Por Clênio Sierra de
Alcântara
Imagem: Internet Não voltamos ao começo do caminho. Nós seguimos caminhando |
Na noite da última da última
segunda-feira, após o jantar e antes de eu seguir para a Praia de Jaguaribe, na
ilha onde moro, para acompanhar a virada do ano, eu sentei para assistir ao dvd
Não se apague esta noite, do Flavio
Venturini, um regalo que eu me dera na sexta-feira da semana passada. No repertório
da apresentação desse cantor mineiro que eu tanto admiro uma canção em
particular parecia ser bem apropriada para aquele momento em que o calendário
estava prestes a ser renovado e reiniciar a contagem de um novo ano.
Trata-se da canção “Recomeçar”,
uma composição de autoria do próprio Flavio com um dos seus parceiros mais
constante, Ronaldo Bastos. Lirismo que transborda de tanta, por assim dizer,
pieguice, os versos do Ronaldo seguem neste tom: “Recomeçar/Pintar de outra
cor/Acreditar/Que a luz que deu a luz ao universo/Conspira a seu favor”. Faz
rimas com Rimbaud e Truffaut. Até findar na meiguice de “Meu tempo bom de viver
por viver/Ficou melhor porque tem você/Tem você”.
Tempo houve em que eu me
deixava levar por essa coisa que vejo hoje como tão tola, de recomeçar a
caminhada por causa da mudança da folha do calendário. Mais do que como pura e
simples tolice, a mim me soa como um enorme autoengano. Como alguém pode pensar
que vai recomeçar a vida porque “amanhã” se inicia um novo ano? Por que se
entregar à crença de que tudo foi zerado e vai se começar mais uma vez?

-*-*-

**Tarefa proposta a:**
Identifique nos registros todas as linhas que contêm a palavra "black" e copie cada uma delas.
Os registros não têm nenhuma relação com o texto citado.

**Registros apresentados:**

-*-*-

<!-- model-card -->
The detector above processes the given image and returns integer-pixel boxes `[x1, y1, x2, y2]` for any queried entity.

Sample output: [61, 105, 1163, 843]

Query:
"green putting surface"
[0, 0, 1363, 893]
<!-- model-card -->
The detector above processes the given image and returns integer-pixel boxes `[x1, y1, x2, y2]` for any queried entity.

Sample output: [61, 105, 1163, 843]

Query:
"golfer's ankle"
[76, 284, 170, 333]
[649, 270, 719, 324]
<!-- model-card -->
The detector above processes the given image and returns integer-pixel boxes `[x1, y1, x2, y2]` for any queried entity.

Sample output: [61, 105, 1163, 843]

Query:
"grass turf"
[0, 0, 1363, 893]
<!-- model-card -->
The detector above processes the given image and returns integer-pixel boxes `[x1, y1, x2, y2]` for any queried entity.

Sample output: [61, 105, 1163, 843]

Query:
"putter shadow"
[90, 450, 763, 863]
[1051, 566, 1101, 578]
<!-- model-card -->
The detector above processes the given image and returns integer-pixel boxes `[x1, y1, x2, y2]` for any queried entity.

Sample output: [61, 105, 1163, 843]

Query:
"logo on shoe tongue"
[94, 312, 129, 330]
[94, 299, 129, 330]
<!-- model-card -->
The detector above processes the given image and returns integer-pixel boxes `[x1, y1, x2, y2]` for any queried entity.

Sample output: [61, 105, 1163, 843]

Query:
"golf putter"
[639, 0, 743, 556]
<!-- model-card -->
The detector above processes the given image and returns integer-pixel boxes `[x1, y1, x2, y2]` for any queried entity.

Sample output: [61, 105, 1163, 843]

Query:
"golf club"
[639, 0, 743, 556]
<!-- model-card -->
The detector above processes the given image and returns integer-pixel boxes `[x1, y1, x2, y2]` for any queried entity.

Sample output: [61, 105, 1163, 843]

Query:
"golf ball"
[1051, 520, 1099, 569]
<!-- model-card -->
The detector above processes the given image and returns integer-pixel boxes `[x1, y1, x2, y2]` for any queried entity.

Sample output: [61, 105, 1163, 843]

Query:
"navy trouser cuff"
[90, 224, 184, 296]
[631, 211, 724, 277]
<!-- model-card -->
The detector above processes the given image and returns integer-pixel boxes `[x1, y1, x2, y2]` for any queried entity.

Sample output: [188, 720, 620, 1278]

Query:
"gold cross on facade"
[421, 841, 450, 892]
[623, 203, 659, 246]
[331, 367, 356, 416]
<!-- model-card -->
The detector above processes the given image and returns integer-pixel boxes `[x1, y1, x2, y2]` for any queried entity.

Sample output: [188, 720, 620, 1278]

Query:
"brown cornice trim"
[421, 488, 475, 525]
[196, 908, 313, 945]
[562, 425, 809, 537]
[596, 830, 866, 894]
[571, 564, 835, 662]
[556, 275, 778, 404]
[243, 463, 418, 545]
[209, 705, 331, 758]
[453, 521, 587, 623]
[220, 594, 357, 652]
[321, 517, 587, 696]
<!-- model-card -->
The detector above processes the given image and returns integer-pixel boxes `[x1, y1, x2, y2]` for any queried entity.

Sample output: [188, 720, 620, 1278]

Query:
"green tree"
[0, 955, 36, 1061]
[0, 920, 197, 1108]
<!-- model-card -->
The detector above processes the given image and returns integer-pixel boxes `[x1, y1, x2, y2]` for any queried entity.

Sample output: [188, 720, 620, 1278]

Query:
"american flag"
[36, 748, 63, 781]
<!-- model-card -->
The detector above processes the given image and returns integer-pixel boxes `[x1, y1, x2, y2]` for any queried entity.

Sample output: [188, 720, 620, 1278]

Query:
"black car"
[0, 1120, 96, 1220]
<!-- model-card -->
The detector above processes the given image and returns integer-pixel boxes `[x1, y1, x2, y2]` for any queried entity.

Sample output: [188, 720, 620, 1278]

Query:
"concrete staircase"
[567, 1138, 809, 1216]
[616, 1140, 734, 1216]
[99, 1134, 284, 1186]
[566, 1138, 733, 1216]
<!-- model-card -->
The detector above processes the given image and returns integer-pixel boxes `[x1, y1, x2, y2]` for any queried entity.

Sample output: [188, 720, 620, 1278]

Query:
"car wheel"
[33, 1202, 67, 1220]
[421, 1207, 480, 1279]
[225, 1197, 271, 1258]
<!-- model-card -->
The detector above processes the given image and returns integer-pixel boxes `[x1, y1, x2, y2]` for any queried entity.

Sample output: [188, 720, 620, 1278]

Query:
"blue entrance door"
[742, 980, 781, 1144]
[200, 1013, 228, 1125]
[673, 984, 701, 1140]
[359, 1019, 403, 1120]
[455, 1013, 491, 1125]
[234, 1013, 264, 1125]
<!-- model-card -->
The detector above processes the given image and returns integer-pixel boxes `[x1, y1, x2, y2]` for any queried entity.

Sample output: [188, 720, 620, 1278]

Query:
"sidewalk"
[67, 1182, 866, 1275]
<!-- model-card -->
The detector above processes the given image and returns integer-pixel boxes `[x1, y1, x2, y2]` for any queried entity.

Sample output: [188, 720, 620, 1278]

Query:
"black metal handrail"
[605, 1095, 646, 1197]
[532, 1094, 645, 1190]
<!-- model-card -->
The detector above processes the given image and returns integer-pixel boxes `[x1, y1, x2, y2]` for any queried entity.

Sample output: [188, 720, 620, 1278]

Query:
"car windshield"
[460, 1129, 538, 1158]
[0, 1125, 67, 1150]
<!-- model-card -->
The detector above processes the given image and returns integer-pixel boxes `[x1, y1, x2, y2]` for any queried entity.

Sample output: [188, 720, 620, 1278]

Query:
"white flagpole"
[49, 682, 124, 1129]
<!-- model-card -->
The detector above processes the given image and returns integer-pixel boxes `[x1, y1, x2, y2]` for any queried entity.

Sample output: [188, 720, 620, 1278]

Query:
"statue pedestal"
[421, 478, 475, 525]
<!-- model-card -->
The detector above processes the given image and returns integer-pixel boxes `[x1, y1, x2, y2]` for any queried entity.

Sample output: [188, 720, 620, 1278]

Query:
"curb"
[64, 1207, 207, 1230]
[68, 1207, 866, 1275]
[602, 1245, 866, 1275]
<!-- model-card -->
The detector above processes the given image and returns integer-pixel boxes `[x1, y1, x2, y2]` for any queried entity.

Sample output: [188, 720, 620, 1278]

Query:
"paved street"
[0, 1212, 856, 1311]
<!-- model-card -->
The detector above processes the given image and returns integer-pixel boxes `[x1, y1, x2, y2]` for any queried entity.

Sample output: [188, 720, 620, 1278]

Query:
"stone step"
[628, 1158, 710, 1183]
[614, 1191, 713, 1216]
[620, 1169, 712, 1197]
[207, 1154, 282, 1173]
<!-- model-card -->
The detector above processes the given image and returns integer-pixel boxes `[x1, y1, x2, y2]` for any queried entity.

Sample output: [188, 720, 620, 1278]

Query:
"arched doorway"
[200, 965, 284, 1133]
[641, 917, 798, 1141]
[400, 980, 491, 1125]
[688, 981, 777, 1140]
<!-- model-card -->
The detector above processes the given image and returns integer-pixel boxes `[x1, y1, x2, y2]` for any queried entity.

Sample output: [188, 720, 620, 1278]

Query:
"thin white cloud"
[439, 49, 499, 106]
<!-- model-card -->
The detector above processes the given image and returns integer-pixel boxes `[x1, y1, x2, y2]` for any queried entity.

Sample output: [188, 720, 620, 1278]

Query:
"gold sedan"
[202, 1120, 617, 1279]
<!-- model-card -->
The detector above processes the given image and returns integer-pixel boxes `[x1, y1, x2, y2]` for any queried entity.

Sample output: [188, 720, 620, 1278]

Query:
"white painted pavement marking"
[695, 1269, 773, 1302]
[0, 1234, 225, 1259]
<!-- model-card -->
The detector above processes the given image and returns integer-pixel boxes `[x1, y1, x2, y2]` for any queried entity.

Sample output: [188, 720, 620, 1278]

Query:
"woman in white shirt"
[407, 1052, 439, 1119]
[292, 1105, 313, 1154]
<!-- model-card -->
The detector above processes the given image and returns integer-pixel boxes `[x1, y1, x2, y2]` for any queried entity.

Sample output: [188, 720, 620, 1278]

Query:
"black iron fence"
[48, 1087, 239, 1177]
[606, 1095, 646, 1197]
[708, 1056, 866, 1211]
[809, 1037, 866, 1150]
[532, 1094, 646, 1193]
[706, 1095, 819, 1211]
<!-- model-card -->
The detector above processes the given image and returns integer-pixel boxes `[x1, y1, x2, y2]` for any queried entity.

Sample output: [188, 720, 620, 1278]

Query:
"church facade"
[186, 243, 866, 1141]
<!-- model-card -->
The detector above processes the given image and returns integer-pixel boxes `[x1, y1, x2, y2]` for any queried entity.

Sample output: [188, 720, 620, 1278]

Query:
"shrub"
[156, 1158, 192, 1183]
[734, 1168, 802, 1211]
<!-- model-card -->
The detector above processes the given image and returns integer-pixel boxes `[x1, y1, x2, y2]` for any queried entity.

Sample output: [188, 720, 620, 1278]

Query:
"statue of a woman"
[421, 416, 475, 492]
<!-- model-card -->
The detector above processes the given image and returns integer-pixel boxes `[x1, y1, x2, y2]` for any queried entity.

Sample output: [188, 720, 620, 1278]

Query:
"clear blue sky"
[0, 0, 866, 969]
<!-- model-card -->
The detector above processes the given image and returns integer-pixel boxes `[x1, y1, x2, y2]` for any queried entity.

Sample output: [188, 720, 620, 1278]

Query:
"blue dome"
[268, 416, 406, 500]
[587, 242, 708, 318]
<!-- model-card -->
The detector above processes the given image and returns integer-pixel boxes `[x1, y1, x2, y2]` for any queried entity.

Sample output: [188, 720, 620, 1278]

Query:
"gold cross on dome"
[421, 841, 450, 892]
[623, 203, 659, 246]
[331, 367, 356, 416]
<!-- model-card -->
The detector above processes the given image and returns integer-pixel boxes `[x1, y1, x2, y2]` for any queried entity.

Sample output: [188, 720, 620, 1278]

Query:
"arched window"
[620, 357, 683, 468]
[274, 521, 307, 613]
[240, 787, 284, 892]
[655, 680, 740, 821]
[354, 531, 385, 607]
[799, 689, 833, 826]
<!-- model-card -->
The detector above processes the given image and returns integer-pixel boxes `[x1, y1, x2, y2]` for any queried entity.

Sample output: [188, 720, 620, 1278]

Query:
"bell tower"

-*-*-

**Tarefa proposta b:**
Resuma em poucas linhas o parágrafo do texto citado que começa com "Na noite da última", sem perder os fatos principais.

**Resposta do exercício a:**
"black car"
"black metal handrail"
"black iron fence"

**Resposta do exercício b:**
Na última segunda-feira à noite, depois do jantar e antes de ir para a Praia de Jaguaribe, na ilha onde moro, ver a virada do ano, assisti ao DVD "Não se apague esta noite", de Flavio Venturini. Eu o tinha comprado para mim mesmo na sexta anterior. Entre as músicas desse cantor mineiro que tanto admiro, uma parecia combinar bem com a chegada do novo ano.